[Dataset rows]
━━━━

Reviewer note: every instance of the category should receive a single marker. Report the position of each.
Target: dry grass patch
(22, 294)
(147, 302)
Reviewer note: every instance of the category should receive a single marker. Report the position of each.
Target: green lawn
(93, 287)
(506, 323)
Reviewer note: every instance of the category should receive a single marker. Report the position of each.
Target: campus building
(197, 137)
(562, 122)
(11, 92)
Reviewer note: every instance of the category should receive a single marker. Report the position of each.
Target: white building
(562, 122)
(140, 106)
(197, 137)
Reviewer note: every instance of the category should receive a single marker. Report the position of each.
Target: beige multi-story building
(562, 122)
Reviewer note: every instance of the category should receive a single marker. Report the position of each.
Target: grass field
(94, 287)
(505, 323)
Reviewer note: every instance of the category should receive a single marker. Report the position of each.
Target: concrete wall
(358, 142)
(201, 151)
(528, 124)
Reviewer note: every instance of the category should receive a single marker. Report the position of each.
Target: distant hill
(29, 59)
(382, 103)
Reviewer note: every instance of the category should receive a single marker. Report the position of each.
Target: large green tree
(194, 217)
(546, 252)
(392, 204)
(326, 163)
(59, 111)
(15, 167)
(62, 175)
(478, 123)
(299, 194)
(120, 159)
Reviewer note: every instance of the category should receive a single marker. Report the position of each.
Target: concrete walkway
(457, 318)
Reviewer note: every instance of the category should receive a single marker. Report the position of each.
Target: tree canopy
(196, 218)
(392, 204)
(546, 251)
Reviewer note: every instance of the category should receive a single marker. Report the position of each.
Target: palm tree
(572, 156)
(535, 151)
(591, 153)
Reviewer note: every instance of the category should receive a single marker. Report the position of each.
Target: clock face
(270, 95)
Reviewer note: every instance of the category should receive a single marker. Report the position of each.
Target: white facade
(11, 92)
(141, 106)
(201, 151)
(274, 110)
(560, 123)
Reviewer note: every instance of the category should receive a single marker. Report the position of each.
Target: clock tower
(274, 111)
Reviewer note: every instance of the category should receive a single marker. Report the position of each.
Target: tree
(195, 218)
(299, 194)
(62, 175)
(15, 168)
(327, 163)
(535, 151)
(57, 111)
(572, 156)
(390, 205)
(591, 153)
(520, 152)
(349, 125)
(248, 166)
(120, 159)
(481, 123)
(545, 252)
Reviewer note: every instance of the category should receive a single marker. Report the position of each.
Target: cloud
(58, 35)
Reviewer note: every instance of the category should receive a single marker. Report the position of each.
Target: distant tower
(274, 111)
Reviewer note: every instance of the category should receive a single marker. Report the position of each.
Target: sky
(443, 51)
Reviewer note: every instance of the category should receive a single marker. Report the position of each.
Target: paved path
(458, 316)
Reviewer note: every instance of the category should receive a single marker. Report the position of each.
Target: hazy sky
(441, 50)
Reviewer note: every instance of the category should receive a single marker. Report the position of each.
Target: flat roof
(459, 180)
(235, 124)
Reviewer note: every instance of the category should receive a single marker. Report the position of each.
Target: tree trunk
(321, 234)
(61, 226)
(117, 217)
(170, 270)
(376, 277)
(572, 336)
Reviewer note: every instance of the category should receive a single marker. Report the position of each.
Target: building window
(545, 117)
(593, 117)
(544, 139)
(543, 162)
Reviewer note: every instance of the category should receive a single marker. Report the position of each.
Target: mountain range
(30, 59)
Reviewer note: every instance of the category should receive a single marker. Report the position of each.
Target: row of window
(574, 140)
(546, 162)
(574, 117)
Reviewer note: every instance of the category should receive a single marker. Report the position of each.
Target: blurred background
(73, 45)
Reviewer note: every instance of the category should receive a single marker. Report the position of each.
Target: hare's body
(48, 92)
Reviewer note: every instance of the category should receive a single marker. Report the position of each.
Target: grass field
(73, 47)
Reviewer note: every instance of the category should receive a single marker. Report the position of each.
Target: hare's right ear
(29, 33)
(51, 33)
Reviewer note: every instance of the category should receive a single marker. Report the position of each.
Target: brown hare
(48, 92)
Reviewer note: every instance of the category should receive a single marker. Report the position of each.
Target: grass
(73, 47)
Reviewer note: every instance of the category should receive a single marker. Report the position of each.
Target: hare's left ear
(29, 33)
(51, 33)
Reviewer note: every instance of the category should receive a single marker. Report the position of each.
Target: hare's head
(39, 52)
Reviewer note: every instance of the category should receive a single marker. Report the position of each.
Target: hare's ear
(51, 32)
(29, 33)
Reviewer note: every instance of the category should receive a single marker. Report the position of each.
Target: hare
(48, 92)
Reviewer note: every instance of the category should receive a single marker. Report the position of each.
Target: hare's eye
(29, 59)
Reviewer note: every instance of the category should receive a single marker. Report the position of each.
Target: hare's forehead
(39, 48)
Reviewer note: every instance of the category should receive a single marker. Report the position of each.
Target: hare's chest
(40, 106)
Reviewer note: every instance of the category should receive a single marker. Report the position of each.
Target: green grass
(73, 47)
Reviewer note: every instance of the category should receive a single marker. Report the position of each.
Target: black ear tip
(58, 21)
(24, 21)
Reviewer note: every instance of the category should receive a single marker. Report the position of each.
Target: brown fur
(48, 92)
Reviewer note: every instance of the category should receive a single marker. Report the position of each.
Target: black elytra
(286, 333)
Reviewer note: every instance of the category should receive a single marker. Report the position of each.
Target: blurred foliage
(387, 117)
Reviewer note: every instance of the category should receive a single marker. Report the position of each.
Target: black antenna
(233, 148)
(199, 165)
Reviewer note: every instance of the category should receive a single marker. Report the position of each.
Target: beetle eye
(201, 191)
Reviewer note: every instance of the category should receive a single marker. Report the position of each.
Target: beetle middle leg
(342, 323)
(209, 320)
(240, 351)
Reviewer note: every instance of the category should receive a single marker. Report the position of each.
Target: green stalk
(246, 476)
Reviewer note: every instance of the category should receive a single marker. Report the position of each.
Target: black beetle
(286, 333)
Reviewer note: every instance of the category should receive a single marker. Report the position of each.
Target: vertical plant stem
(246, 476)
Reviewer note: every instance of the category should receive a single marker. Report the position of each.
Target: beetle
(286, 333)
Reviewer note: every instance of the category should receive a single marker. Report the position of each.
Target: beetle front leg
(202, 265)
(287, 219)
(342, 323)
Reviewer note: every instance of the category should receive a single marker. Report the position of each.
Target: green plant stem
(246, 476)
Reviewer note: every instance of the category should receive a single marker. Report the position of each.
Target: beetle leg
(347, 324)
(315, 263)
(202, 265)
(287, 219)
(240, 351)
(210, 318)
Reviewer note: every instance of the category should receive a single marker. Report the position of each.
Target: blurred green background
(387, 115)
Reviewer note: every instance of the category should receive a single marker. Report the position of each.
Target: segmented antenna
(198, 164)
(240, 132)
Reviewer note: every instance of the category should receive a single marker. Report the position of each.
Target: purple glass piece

━━━━

→ **Instruction**
Take the lines above and retype all of them exactly.

→ **Problem solution**
Reviewer note: every instance of the category should receive a single marker. Report the position of each.
Target: dry grass patch
(22, 294)
(147, 302)
Reviewer note: every instance of the category should receive a single marker. Report the position of each.
Target: green lawn
(93, 287)
(506, 323)
Reviewer note: every instance of the category should receive a single marker. Report the position of each.
Target: campus building
(197, 137)
(562, 122)
(11, 92)
Reviewer note: every instance of the category should receive a single marker. Report the position of each.
Target: white building
(562, 122)
(140, 106)
(197, 137)
Reviewer note: every instance of the category should receive a single marker. Report the position of each.
Target: beige multi-story building
(562, 122)
Reviewer note: every instance of the category should receive a single marker. Report the position of each.
Target: grass field
(94, 287)
(505, 323)
Reviewer note: every instance of the category should receive a single marker. Report the position of each.
Target: concrete wall
(358, 142)
(201, 151)
(528, 124)
Reviewer note: every instance of the category should receive a single marker. Report the position of each.
Target: distant hill
(29, 59)
(382, 103)
Reviewer note: every instance of the category should receive a single marker. Report the position of each.
Target: large green tree
(194, 217)
(546, 252)
(392, 204)
(326, 163)
(59, 111)
(15, 167)
(62, 175)
(478, 123)
(299, 194)
(120, 159)
Reviewer note: every instance of the category should receive a single marker. Report the position of each.
Target: concrete walkway
(457, 318)
Reviewer note: every instance of the category should receive a single marker. Report the position of each.
Target: tree canopy
(196, 218)
(392, 204)
(546, 251)
Reviewer note: every instance of the category should receive a single marker. Report the position of each.
Target: palm tree
(572, 156)
(535, 151)
(591, 153)
Reviewer note: every instance of the category should receive a single marker. Report the position of each.
Target: clock face
(270, 95)
Reviewer note: every instance of the category should receive a single marker. Report the position of each.
Target: white facade
(11, 92)
(141, 106)
(201, 151)
(274, 110)
(560, 123)
Reviewer note: every instance of the category should receive a single marker. Report the position of each.
Target: clock tower
(274, 111)
Reviewer note: every instance of the category should receive a single marker. Report the position of each.
Target: tree
(195, 218)
(299, 194)
(62, 175)
(15, 168)
(327, 163)
(535, 151)
(57, 111)
(572, 156)
(390, 205)
(591, 153)
(520, 152)
(349, 125)
(248, 166)
(120, 159)
(481, 123)
(545, 252)
Reviewer note: every instance of the category should receive a single marker. Report the position of each.
Target: cloud
(58, 35)
Reviewer note: every instance of the category should receive a single marker. Report the position of each.
Target: distant tower
(274, 111)
Reviewer note: every instance of the category should receive a single marker. Report the position of each.
Target: sky
(443, 51)
Reviewer note: every instance of the category should receive a single marker. Report the position of each.
Target: paved path
(458, 316)
Reviewer note: every instance of the category should receive a single marker. Report the position of each.
Target: hazy sky
(441, 50)
Reviewer note: every instance of the category should receive a single marker. Report the position of each.
Target: flat roof
(459, 180)
(235, 124)
Reviewer note: every instance of the category should receive a single marker. Report the position of each.
Target: tree trunk
(321, 234)
(61, 226)
(117, 217)
(170, 270)
(376, 277)
(572, 336)
Reviewer note: every instance of the category should receive a single marker. Report the position of each.
Target: building window
(545, 117)
(593, 117)
(544, 139)
(543, 162)
Reviewer note: every instance of the category should receive a single marker. Report the position of each.
Target: mountain range
(30, 59)
Reviewer note: every instance of the category should receive a single marker. Report the position of each.
Target: row of window
(574, 140)
(546, 162)
(574, 117)
Reviewer note: every instance of the category should receive a single marker. Report the position of each.
Target: blurred background
(73, 45)
Reviewer note: every instance of the category should receive a single marker. Report the position of each.
Target: hare's body
(48, 92)
Reviewer note: every instance of the category should receive a single marker. Report the position of each.
Target: grass field
(73, 47)
Reviewer note: every instance of the category should receive a single marker. Report the position of each.
Target: hare's right ear
(29, 33)
(51, 33)
Reviewer note: every instance of the category should receive a single marker. Report the position of each.
Target: brown hare
(48, 92)
Reviewer note: every instance of the category should receive a single marker. Report the position of each.
Target: grass
(73, 47)
Reviewer note: every instance of the category should receive a single marker. Report the position of each.
Target: hare's left ear
(29, 33)
(51, 33)
Reviewer note: every instance of the category should receive a single marker. Report the position of each.
Target: hare's head
(39, 52)
Reviewer note: every instance of the category should receive a single marker. Report the position of each.
Target: hare's ear
(51, 32)
(29, 33)
Reviewer note: every instance of the category should receive a single marker. Report the position of each.
Target: hare
(48, 92)
Reviewer note: every instance of the category should receive a single marker. Report the position of each.
Target: hare's eye
(29, 59)
Reviewer note: every instance of the category should receive a single marker. Report the position of each.
Target: hare's forehead
(39, 48)
Reviewer note: every instance of the category should receive a single marker. Report the position of each.
Target: hare's chest
(40, 106)
Reviewer note: every instance of the category should receive a single marker. Report the position of each.
Target: green grass
(73, 47)
Reviewer note: every instance of the category should receive a single marker. Report the position of each.
Target: black ear tip
(58, 21)
(24, 21)
Reviewer note: every instance of the category should receive a single marker. Report the position of each.
Target: brown fur
(48, 92)
Reviewer note: every instance of the category should receive a single marker. Report the position of each.
Target: black elytra
(286, 333)
Reviewer note: every instance of the category should receive a single marker. Report the position of each.
Target: blurred foliage
(387, 117)
Reviewer note: every instance of the category should receive a single marker. Report the position of each.
Target: black antenna
(233, 148)
(199, 165)
Reviewer note: every instance of the category should receive a single marker. Report the position of each.
Target: beetle eye
(201, 191)
Reviewer note: every instance of the category should receive a single marker. Report the position of each.
Target: beetle middle leg
(342, 323)
(209, 320)
(240, 351)
Reviewer note: every instance of the category should receive a single marker. Report the position of each.
Target: green stalk
(246, 476)
Reviewer note: every instance of the category should receive a single marker. Report the position of each.
Target: black beetle
(286, 333)
Reviewer note: every instance of the category should receive a single marker. Report the position of each.
Target: vertical plant stem
(246, 476)
Reviewer note: every instance of the category should receive a single marker. Report the position of each.
Target: beetle
(286, 333)
Reviewer note: every instance of the category should receive a single marker. Report the position of each.
Target: beetle front leg
(202, 265)
(287, 219)
(342, 323)
Reviewer note: every instance of the category should receive a single marker. Report the position of each.
Target: green plant stem
(246, 476)
Reviewer note: every instance of the category should receive a single marker. Report the position of each.
Target: beetle leg
(347, 324)
(315, 263)
(202, 265)
(287, 219)
(240, 351)
(210, 318)
Reviewer note: every instance of the category should receive a single marker. Report the position of each.
Target: blurred green background
(387, 115)
Reviewer note: every instance of the category should receive a single marker. Report the position of each.
Target: segmented antenna
(198, 164)
(240, 132)
Reviewer note: every instance of the category should receive a single marker. Report the position of each.
Target: purple glass piece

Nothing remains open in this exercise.